● Task description
Copy every record below, exactly as written.

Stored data
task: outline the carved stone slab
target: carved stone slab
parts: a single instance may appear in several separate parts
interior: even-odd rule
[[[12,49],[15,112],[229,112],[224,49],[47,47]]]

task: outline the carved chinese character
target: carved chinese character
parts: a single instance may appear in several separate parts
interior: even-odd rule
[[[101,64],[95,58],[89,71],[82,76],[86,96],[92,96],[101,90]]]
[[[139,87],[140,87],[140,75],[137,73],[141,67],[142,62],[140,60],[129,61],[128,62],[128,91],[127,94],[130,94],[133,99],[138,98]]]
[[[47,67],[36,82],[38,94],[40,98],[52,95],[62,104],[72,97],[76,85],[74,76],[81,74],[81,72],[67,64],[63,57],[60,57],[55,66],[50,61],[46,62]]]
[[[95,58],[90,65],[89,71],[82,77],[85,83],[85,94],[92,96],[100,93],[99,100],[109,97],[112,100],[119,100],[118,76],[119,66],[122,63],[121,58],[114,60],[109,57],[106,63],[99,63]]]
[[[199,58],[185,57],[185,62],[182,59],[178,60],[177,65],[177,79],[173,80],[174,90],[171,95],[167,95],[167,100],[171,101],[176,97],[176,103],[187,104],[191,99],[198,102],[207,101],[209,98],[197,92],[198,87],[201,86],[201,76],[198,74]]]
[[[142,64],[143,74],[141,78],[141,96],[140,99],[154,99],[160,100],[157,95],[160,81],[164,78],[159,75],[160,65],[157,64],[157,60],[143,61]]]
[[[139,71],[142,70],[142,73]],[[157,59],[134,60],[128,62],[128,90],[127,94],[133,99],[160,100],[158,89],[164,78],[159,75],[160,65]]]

● Response for this exercise
task: outline the carved stone slab
target: carved stone slab
parts: a single instance may appear in several separate parts
interior: even-odd rule
[[[12,49],[15,112],[229,112],[224,49],[47,47]]]

task: outline the carved chinese character
target: carved chinese character
parts: a single instance may appear in several separate parts
interior: even-odd rule
[[[101,64],[95,58],[89,71],[82,76],[86,96],[92,96],[101,90]]]
[[[139,87],[140,87],[140,75],[137,73],[141,67],[142,62],[140,60],[129,61],[128,62],[128,91],[127,94],[130,94],[133,99],[138,98]]]
[[[47,67],[36,82],[38,94],[40,98],[52,95],[62,104],[72,97],[76,85],[74,76],[81,74],[81,72],[67,64],[63,57],[60,57],[55,66],[50,61],[46,62]]]
[[[95,58],[90,65],[89,71],[82,77],[85,83],[85,94],[92,96],[100,93],[99,100],[109,97],[112,100],[119,100],[118,76],[119,66],[122,63],[121,58],[114,60],[109,57],[106,63],[99,63]]]
[[[199,58],[185,57],[185,62],[182,59],[178,60],[177,65],[177,79],[173,80],[174,90],[171,95],[167,95],[167,100],[171,101],[176,97],[176,103],[187,104],[191,99],[198,102],[207,101],[209,98],[197,92],[198,87],[201,86],[201,76],[198,74]]]
[[[142,64],[143,74],[141,78],[141,96],[140,99],[154,99],[160,100],[157,95],[160,81],[164,78],[159,75],[160,65],[157,64],[157,60],[143,61]]]
[[[139,71],[142,70],[142,73]],[[157,59],[134,60],[128,62],[128,90],[127,94],[133,99],[160,100],[158,89],[164,78],[159,75],[160,65]]]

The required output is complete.